Earlier this week, Federal Reserve Chairman Ben Bernanke told Congress that the economic data “show little sign of improvement” and that “labor market conditions may have worsened further in recent weeks.”
The Obama administration is counting on a package of measure to get the economy moving again and employers back in a hiring mood. The list includes an almost $800 billion package of spending and tax cuts; a $70 billion bailout program for the nation’s troubled banks; and a $75 billion effort to head off an estimated nine million home foreclosures.
“We have a responsibility to act and that’s what I intend to do as the president of the United States of America,” Obama told a graduating class of new police officers in Ohio Friday.
But it will be at least several months before the stimulus spending begins to flow through the economy. In the meantime, layoffs will likely continue.
“I think businesses have already made up their minds,” said Mark Zandi, chief economist at Moody’s Eonomy.com. “They did their forecast for revenues for 2009 in late 2008. They marked them down, and now they’re trying to get their cost structure down. And that means cutting payroll. No matter what the stimulus number was, I think we would see these job losses anyway.”
Zandi said there may also be a lag effect in the jobless numbers because laid off workers given severance packages are counted as employed until those payments run out.
But the impact of the stimulus spending will be muted as long as the banking system and credit markets remain crippled.
Despite some signs of life in corners of the credit markets, which shut down last fall, banks are still burdened with massive losses from bad loans. Much of the investor-funded market for consumer lending like credit cards and car loans remains frozen.
While some large companies have had success selling fresh debt, the cost for others remains high. One measure of that is the price of so-called credit default swaps, a kind of insurance policy against a large corporate borrower defaulting on its debt.
The cost of credit defaults swaps for Berkshire Hathaway, for example, show that investors think the company run by legendary investor Warren Buffett is a riskier bet than bonds issued by Vietnam, according to Michael Hartnett, co-head of International Investment Strategy at Merrill Lynch. General Electric, once considered the bluest of blue chip companies, is now seen as riskier than Russian debt, based on the the price of those swaps, said Hartnett.
“In that kind of environment you are still trying to pursue cash if you’re running the company,” said Robert Barbera, chief econmist at the investment firm ITG. “And that means cutting hours or cutting workers.”
Amid disarray in the credit markets and the free fall in the job market, the stock market has suffered the worst collapse since the Crash of 1929. Based on the broadest measure, stock prices have fallen 56 percent since the Oct., 2007 peak, wiping out some $11.1 trillion of wealth.

* _DATASET ENTRIES_
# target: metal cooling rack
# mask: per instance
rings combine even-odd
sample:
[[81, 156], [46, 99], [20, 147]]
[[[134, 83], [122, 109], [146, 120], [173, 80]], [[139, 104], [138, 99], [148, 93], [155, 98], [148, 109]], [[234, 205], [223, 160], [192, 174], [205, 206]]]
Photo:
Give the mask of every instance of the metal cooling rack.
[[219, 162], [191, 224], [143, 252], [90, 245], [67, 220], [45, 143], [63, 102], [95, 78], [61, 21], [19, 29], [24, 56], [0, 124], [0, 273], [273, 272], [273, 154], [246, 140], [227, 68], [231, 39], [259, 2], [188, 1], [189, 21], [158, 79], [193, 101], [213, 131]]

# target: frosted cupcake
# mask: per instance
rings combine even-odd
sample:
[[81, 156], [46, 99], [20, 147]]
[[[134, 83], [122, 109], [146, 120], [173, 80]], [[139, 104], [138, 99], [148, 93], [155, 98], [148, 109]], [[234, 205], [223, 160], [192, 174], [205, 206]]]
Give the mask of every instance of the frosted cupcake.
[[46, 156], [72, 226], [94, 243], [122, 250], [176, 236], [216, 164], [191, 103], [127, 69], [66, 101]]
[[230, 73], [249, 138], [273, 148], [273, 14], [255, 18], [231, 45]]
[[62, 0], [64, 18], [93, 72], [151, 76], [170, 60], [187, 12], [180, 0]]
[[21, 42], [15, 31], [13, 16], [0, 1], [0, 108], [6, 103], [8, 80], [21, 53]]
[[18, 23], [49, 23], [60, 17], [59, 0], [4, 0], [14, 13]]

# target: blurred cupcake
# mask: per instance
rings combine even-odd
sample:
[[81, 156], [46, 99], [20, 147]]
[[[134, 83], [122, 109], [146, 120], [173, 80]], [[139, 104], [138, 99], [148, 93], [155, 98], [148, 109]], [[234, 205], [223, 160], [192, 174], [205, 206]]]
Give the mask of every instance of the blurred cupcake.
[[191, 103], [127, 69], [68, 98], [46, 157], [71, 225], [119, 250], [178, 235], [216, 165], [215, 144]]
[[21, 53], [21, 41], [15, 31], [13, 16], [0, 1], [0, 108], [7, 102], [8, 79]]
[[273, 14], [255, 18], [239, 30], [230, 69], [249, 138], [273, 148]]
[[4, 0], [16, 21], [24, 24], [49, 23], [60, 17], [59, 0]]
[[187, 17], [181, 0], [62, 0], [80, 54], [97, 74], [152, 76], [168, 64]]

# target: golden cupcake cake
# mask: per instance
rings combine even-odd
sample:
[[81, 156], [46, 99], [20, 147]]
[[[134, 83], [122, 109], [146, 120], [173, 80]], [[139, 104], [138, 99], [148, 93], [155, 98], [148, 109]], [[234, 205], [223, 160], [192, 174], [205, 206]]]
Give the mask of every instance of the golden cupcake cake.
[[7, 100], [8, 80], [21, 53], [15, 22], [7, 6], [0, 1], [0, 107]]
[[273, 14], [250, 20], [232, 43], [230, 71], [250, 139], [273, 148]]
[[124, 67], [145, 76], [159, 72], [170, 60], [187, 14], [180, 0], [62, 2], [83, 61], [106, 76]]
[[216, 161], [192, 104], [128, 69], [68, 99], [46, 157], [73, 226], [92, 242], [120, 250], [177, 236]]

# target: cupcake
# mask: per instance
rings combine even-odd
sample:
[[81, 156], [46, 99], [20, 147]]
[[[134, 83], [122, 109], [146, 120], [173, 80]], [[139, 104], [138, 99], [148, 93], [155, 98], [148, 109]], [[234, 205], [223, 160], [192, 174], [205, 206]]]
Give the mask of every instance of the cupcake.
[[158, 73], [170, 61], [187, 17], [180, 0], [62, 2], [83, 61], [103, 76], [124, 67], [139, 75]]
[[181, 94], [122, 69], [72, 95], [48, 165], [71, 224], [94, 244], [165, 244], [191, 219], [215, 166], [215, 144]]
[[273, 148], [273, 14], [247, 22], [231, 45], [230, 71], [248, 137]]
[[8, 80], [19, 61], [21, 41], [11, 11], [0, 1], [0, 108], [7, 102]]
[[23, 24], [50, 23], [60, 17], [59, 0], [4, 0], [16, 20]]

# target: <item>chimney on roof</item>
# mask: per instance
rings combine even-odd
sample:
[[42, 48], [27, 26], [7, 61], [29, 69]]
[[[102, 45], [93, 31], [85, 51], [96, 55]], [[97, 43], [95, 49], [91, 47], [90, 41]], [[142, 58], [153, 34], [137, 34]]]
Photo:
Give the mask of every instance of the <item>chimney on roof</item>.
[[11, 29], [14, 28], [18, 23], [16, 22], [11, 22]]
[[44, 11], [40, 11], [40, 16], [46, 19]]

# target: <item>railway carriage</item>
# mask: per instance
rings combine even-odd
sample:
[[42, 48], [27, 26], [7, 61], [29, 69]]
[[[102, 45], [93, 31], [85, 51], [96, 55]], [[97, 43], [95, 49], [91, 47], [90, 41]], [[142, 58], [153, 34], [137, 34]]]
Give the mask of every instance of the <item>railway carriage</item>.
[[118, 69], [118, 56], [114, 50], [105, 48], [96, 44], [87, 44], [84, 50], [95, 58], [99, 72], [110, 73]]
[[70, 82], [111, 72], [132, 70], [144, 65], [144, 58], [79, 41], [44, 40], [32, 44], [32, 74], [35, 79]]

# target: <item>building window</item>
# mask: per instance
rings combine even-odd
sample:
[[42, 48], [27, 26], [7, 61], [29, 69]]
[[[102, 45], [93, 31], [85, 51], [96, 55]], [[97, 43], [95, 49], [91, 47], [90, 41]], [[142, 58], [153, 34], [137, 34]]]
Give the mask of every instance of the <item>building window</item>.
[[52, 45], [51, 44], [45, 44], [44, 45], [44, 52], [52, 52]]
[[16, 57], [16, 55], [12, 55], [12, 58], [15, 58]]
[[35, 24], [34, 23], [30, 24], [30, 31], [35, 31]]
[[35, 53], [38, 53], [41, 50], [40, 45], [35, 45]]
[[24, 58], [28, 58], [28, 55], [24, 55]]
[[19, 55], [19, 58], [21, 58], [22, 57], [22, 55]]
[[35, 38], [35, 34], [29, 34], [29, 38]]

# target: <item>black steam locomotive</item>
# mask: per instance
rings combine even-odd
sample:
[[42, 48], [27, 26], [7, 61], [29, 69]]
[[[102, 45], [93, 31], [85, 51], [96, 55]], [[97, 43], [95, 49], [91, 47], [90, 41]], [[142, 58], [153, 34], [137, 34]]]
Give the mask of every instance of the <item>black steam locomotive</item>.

* _WRITTEN TASK 1_
According to the economy article, by how much have stock prices fallen since the October 2007 peak?
* _WRITTEN TASK 2_
Rewrite the entries starting at the line that contains "# target: golden cupcake cake" and ending at the line that contains "250], [177, 236]]", both included, requests and all. Multiply every coordinate in the answers by 0.95 and round to whole numbers, with halves going up, but leave the requests and their sample coordinates as they are.
The entries are unrelated to the article on the economy.

* _WRITTEN SOLUTION 1_
56 percent.

* _WRITTEN SOLUTION 2_
# target: golden cupcake cake
# mask: per instance
rings combine even-odd
sample:
[[81, 156], [46, 99], [20, 147]]
[[[134, 83], [122, 109], [146, 120], [173, 80]], [[139, 104], [138, 99], [148, 93], [155, 98], [148, 109]], [[234, 205], [223, 160], [192, 174], [205, 206]]]
Give the mask of every instance of the golden cupcake cake.
[[7, 95], [8, 76], [20, 50], [14, 21], [7, 6], [0, 1], [0, 102]]
[[259, 13], [238, 19], [220, 41], [219, 67], [238, 132], [259, 141]]
[[118, 64], [138, 72], [151, 68], [162, 57], [178, 13], [171, 0], [59, 2], [79, 58], [101, 72]]
[[205, 153], [182, 99], [122, 66], [65, 94], [44, 149], [69, 215], [87, 230], [114, 238], [168, 224]]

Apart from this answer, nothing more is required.